§ **GIVEN PASSAGE**:
══════════

United States Settles False Claims Allegations Against Haven Hospice For More Than $5 Million
Jacksonville, Florida – Acting U.S. Attorney W. Stephen Muldrow announces that Haven Hospice (Haven), a hospice company headquartered in Gainesville, Florida, has agreed to pay $5,085,024 to resolve allegations that Haven violated the False Claims Act by knowingly billing the government for medically unnecessary and undocumented hospice services.
The government alleges that Haven knowingly submitted false claims to the Medicare and Medicaid programs for medically unnecessary hospice care for certain patients who had lengths of stays greater than three years. Typically, federal health care programs only pay for hospice care when patients are in a terminal condition and have a life expectancy of less than six months.
Since June 1, 2011, Haven treated at least 63 patients with lengths of stay exceeding three years. The government contends that for those 63 patients, Haven either knowingly or recklessly failed to document a valid basis for the initial start of hospice care and/or subsequent hospice coverage. Haven’s diagnoses were not adequately supported, or were supported only with inconsistent practitioner information. Many patients failed to demonstrate objective indications of decline throughout their time in the company’s care, despite some being in hospice for nearly six years. Some patients had their hospice diagnoses changed after several years when they did not show decline under their original “terminal” diagnosis. The government has agreed to accept $5,085,024 to resolve these allegations based on Haven’s ability to pay.

══════════

§ **DATA SHOWN**:
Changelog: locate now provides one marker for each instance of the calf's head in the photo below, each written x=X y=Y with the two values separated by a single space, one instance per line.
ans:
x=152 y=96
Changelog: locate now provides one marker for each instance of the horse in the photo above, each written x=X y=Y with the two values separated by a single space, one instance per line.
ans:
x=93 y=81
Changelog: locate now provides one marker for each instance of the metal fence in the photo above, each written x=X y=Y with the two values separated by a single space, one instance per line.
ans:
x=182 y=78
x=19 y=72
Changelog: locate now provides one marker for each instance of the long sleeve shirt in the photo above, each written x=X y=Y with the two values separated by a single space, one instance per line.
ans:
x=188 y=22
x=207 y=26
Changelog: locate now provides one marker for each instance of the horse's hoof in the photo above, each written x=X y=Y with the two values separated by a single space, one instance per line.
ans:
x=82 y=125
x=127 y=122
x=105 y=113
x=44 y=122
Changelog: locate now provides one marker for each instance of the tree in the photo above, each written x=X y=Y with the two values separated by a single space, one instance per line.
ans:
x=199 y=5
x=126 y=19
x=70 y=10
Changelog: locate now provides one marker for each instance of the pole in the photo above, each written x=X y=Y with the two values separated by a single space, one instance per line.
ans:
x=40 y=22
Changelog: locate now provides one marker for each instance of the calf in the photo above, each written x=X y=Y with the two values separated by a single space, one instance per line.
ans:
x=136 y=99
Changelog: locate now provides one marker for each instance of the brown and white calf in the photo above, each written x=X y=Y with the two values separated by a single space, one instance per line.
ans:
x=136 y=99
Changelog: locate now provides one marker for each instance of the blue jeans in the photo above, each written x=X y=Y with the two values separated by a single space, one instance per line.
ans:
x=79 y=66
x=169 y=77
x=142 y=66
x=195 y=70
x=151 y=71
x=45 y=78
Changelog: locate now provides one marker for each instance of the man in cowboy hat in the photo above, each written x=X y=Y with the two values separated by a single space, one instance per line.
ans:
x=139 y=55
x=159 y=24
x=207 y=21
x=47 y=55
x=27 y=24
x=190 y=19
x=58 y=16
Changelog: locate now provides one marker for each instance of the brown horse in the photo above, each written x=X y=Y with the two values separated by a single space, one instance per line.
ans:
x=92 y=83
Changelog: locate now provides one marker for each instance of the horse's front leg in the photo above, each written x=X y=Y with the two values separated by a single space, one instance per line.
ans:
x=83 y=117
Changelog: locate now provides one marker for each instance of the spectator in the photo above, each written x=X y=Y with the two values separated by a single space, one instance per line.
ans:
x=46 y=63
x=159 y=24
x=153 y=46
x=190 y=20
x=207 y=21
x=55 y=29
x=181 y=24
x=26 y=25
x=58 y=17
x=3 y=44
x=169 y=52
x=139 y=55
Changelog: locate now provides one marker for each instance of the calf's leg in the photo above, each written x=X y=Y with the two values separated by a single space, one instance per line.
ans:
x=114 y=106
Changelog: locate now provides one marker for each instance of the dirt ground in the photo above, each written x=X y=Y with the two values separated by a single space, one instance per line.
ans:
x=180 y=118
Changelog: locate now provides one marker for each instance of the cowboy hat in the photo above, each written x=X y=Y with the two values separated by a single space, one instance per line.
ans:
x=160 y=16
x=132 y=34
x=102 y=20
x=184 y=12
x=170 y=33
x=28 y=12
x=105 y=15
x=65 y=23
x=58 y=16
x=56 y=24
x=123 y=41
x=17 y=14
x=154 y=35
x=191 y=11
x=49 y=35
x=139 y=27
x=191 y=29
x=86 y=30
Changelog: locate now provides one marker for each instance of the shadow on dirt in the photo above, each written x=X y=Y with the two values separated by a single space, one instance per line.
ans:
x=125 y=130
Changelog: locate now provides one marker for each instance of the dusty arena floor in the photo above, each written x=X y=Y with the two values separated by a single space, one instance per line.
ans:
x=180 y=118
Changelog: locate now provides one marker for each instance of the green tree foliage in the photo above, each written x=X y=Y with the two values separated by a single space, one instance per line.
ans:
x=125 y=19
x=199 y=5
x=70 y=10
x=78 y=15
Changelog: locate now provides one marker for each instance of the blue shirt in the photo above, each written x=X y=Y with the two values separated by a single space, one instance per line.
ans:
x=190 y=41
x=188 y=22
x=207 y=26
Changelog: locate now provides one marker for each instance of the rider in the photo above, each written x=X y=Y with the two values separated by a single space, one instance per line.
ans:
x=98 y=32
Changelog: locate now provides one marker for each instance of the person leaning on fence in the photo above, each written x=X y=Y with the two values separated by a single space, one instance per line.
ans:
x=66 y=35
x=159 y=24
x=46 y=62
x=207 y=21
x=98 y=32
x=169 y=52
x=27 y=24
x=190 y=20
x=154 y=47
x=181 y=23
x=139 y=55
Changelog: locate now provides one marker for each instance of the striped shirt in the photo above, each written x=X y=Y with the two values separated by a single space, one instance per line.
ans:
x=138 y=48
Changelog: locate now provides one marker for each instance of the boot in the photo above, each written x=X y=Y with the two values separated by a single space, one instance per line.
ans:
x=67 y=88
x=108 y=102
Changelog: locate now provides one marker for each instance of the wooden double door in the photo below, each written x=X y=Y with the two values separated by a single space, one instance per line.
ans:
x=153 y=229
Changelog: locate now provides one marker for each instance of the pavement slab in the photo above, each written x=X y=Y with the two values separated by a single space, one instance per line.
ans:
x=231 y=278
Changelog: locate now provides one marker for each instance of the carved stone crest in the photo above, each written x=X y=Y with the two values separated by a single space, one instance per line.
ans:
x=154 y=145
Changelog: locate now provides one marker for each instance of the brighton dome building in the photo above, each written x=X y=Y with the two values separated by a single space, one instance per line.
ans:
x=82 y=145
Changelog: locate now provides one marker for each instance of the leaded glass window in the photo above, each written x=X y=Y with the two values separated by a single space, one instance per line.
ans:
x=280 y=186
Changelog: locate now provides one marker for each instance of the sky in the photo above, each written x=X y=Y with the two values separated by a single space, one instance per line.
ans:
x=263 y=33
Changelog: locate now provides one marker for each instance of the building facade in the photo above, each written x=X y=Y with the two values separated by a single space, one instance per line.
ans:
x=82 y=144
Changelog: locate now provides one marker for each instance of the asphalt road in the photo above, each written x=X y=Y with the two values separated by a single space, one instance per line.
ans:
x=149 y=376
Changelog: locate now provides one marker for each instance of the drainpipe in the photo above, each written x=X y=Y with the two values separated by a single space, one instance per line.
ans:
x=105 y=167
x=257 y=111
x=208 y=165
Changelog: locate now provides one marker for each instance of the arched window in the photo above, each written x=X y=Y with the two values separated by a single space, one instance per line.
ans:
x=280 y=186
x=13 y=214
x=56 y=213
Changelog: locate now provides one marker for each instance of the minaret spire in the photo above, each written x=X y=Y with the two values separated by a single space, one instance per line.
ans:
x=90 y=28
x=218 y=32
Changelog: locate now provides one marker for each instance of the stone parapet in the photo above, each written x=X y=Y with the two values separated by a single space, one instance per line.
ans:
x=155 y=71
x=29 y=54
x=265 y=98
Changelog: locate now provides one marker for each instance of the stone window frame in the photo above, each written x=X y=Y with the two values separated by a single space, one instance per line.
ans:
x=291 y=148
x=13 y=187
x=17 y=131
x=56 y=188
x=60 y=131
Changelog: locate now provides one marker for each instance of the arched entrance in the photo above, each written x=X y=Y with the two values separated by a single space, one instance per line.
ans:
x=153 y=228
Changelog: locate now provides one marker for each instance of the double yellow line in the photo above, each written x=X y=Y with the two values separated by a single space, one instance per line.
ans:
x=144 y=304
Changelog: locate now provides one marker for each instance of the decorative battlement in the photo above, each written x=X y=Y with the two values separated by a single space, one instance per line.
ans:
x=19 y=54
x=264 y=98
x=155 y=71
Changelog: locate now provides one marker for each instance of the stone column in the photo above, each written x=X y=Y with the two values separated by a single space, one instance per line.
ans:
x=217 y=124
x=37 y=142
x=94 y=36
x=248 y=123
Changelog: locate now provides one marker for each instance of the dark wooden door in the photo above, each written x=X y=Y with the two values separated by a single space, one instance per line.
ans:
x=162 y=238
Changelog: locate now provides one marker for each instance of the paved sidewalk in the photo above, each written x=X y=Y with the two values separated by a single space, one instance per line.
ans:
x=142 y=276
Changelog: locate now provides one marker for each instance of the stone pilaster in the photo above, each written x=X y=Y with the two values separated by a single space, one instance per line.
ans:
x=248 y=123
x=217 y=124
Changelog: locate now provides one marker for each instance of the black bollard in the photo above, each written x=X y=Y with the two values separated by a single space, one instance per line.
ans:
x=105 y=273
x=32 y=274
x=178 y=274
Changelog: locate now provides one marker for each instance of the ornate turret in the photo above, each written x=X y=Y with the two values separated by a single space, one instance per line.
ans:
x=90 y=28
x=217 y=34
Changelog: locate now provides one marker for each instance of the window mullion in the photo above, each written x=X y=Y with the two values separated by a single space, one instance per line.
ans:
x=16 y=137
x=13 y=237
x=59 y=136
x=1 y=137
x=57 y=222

══════════

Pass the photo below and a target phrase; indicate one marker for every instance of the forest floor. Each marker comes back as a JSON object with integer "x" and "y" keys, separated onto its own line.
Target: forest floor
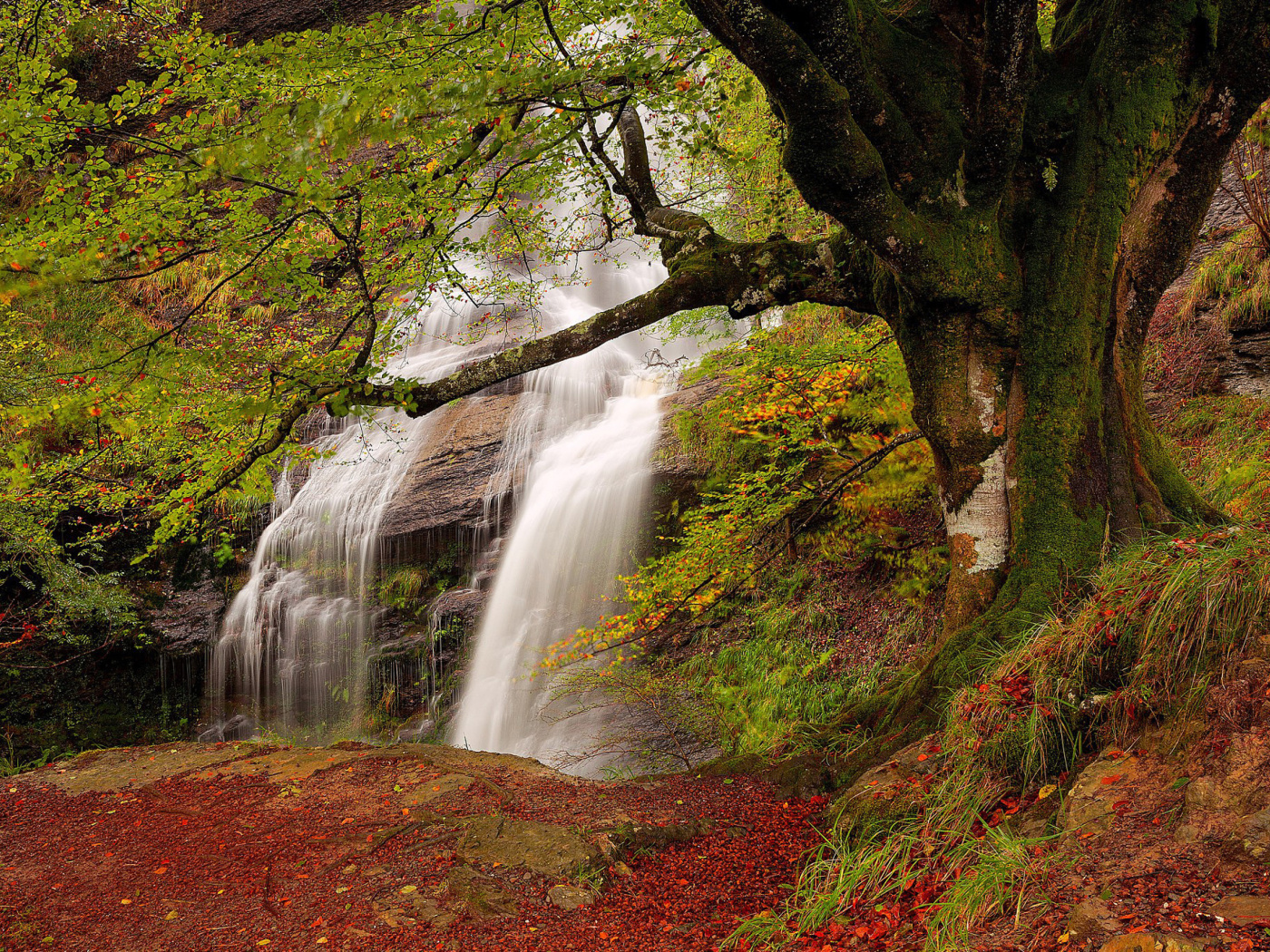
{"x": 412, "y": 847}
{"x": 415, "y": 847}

══════════

Could you reproduce the part of the Haven Hospice settlement announcement starting at "United States Settles" and ending at "than six months.", word for word? Are the records unrelated to the Haven Hospice settlement announcement? Yes, they are separate material.

United States Settles False Claims Allegations Against Haven Hospice For More Than $5 Million
Jacksonville, Florida – Acting U.S. Attorney W. Stephen Muldrow announces that Haven Hospice (Haven), a hospice company headquartered in Gainesville, Florida, has agreed to pay $5,085,024 to resolve allegations that Haven violated the False Claims Act by knowingly billing the government for medically unnecessary and undocumented hospice services.
The government alleges that Haven knowingly submitted false claims to the Medicare and Medicaid programs for medically unnecessary hospice care for certain patients who had lengths of stays greater than three years. Typically, federal health care programs only pay for hospice care when patients are in a terminal condition and have a life expectancy of less than six months.